### Your assignment
Rewrite the stretch from "Paying union workers" through "of Ford’s troubles." in the text on unions and Ford, putting "profits" in place of "bottom line".

While you don’t mention Ford in your post, the Ford: Biggest loss ever link from it presents a more detailed breakdown of Ford’s decline in 2006.
Paying union workers not to work surely didn’t help Ford’s bottom line. It’s obvious that to whatever extent unions hurt the company, declining sales and other factors from the article make it clear they weren’t the only source of Ford’s troubles.
I’m not sure where you’re going with this. Yes, unionized and non-unionized industries both provide health care. But where does the article say union benefits are excessive? Is there any evidence to suggest that unions usually result in higher benefits costs than in companies without them? Now, they may be excessive to the extent that health care costs in this country are simply high in the first place, but what does this have to to with unions per se?
Labor advocates in the USA made a serious strategic mistake when they made employers responsible for pensions and benefits, instead of going straight to government policy.
Your pension and your health insurance should be through the state, not a private company. Private pension costs will make your employer less competitive over time, and employer-provided benefits make the work force less mobile and more serflike. We need to fund this stuff nationally.
Also, too many sectors were not unionized, even back in the day: Farm workers, domestic workers, white collar workers. The children of those workers didn’t grow up with the expectations of the blue-collar organized labor subculture, and those who entered those fields have built up decades of resentment against organized labor (among others) for demanding benefits workers in the ignored sectors never got.
I’m pro-union, in case it isn’t clear. But unions have to rebuild from next to nothing now, and they have to demand new and different things, and it may be a shooting war again. Labor really screwed up for a long time.

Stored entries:
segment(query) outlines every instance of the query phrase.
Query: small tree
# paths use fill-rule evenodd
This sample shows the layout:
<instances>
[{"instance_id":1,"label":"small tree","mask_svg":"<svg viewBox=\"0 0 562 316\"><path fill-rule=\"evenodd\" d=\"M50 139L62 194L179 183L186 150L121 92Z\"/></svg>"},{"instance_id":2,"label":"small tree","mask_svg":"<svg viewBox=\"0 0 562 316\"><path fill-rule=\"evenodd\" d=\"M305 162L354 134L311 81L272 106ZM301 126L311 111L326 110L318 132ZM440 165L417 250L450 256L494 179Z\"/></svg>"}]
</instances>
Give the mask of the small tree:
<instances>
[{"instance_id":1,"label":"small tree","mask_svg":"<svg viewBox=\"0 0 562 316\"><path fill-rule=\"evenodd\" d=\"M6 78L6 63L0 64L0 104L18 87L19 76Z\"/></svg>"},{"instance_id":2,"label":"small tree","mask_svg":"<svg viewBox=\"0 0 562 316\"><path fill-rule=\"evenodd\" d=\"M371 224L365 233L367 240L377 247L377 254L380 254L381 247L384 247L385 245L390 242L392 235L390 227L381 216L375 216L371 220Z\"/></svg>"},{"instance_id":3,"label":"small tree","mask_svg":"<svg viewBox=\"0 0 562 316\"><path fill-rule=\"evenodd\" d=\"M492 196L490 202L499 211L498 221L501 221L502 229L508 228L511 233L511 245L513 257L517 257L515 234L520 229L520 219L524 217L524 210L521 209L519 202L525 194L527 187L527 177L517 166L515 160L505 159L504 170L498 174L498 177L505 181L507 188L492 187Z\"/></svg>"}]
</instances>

### Answer section
Paying union workers not to work surely didn’t help Ford’s profits. It’s obvious that to whatever extent unions hurt the company, declining sales and other factors from the article make it clear they weren’t the only source of Ford’s troubles.